Problem to work on: Copy the lines of the data below word for word, starting with the line that contains "See the UI screenshot above and locate the scaly" and going on through the line that contains "0 78 499 369", with both of those lines included.
──────── Task inputs ────────
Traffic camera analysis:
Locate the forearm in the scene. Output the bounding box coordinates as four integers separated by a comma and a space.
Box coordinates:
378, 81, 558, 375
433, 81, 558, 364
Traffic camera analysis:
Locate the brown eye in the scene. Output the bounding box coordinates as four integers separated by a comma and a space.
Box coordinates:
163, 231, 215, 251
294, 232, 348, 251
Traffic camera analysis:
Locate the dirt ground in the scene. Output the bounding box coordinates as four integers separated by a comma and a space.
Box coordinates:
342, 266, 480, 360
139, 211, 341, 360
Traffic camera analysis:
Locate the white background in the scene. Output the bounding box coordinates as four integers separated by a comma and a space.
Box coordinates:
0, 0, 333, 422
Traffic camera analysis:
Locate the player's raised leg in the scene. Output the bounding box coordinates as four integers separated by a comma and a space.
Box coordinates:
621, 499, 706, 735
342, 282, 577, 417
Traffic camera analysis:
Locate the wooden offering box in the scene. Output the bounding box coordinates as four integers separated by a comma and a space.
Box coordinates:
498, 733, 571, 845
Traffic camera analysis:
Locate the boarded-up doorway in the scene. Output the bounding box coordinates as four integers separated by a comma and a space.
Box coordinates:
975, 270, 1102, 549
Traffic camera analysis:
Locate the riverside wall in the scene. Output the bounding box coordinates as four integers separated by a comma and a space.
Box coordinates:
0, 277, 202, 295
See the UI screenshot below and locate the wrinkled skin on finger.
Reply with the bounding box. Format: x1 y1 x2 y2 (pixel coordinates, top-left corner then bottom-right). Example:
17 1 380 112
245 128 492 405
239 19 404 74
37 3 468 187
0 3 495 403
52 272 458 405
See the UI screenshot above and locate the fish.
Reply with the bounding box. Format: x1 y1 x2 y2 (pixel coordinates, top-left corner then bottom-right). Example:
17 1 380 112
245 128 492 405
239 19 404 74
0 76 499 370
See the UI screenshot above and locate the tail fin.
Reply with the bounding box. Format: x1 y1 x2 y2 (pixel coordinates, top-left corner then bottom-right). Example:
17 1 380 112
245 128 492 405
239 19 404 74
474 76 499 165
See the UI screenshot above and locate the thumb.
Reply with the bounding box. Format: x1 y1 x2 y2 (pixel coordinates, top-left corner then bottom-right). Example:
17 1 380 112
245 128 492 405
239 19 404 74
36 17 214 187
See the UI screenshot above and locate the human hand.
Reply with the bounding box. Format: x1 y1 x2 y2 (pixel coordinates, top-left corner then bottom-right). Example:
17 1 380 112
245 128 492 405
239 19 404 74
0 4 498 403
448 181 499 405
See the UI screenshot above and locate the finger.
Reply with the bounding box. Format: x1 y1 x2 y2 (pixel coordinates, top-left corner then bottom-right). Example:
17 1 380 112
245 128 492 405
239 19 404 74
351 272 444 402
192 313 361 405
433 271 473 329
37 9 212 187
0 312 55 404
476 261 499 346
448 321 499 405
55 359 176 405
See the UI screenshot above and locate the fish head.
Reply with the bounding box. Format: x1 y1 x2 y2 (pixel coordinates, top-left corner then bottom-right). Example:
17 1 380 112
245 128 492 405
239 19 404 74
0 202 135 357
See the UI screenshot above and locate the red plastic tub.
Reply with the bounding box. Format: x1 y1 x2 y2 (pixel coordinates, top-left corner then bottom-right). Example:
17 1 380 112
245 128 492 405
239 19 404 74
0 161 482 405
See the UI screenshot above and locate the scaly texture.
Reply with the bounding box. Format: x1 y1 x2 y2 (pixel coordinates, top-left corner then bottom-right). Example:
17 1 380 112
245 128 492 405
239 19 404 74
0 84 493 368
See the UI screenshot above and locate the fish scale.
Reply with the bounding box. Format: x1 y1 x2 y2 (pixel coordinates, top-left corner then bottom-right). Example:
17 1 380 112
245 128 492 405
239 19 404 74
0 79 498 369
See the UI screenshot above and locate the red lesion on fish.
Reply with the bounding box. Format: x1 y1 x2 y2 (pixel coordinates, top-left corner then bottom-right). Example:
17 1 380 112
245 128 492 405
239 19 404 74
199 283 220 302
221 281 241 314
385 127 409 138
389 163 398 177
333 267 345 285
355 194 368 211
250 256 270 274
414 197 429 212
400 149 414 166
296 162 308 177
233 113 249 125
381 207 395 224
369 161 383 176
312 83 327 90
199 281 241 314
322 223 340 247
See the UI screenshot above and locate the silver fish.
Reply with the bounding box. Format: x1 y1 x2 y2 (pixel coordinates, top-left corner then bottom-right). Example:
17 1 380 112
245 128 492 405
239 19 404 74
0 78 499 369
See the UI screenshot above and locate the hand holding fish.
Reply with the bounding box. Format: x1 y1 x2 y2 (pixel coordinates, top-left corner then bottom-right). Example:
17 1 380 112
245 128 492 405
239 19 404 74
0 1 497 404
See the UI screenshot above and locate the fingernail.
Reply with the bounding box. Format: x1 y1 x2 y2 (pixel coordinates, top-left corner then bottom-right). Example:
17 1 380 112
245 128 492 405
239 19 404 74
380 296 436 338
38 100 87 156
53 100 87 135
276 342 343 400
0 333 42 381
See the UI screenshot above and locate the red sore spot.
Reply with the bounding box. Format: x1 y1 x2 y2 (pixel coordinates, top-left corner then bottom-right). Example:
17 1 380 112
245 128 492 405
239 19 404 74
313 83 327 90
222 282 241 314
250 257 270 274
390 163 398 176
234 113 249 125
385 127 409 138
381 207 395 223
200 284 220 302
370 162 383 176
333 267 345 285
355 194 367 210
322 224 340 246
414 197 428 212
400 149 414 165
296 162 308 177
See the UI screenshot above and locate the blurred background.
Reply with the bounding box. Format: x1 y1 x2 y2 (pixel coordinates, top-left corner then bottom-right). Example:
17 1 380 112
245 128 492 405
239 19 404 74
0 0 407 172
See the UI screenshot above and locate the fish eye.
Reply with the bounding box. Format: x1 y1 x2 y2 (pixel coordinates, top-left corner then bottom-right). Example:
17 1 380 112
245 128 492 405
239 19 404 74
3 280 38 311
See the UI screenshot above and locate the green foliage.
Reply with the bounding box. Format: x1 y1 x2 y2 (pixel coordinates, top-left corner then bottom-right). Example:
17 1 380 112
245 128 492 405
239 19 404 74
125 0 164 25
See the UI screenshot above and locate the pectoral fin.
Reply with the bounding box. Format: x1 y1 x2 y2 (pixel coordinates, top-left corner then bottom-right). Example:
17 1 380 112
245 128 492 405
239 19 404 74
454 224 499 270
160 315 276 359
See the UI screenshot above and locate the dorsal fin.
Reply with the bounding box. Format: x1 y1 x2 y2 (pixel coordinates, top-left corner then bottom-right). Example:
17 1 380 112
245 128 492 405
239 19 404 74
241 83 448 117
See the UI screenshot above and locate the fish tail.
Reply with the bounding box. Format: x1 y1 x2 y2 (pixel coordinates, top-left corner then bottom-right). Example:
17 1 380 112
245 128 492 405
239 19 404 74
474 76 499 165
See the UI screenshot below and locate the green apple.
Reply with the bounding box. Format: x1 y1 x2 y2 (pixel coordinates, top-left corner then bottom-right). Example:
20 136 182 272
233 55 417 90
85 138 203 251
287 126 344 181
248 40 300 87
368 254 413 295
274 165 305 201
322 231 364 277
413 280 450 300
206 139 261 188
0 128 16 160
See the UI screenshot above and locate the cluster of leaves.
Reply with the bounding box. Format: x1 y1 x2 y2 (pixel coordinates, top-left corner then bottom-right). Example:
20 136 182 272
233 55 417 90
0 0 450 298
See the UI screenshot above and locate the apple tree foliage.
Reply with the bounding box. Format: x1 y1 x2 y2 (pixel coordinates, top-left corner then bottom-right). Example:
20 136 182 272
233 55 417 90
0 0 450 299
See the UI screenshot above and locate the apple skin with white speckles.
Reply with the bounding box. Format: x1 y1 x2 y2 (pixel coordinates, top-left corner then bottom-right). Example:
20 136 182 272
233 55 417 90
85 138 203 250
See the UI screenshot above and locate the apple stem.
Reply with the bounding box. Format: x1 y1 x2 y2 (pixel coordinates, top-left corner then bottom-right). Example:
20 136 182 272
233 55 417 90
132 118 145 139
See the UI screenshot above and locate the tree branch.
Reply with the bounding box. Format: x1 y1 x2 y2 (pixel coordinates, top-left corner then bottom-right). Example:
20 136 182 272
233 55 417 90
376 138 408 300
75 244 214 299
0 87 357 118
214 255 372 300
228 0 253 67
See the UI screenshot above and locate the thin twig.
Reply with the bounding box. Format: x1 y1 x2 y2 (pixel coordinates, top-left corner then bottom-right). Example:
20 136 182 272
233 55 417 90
────────
Output of the task:
See the UI screenshot above and locate the scaly texture.
Reply with the bounding box. Format: x1 y1 x2 y2 (pixel coordinates, top-left corner then bottom-right). Example:
17 1 380 112
245 128 492 405
239 19 404 74
0 84 493 368
See the UI screenshot above and locate the fish scale.
Reply with the bounding box. Format: x1 y1 x2 y2 (pixel coordinates, top-left corner then bottom-right). Example:
17 1 380 112
245 128 492 405
239 19 404 74
0 79 498 369
See the UI screenshot above and locate the red lesion on fish.
Reply with the bounding box. Format: x1 y1 x2 y2 (pixel coordinates, top-left corner then bottom-right). Example:
17 1 380 112
245 128 492 405
239 19 404 74
199 283 220 302
221 281 241 314
385 127 409 138
389 163 398 177
333 267 345 285
355 194 368 211
250 256 270 274
414 197 429 212
400 149 414 166
296 162 308 177
233 113 249 125
381 207 395 224
369 161 383 176
312 83 327 90
199 281 241 314
322 223 340 247
See the UI screenshot above and locate the silver fish.
Reply with the bounding box. Format: x1 y1 x2 y2 (pixel coordinates, top-left corner then bottom-right). Example:
17 1 380 112
245 128 492 405
239 19 404 74
0 78 499 369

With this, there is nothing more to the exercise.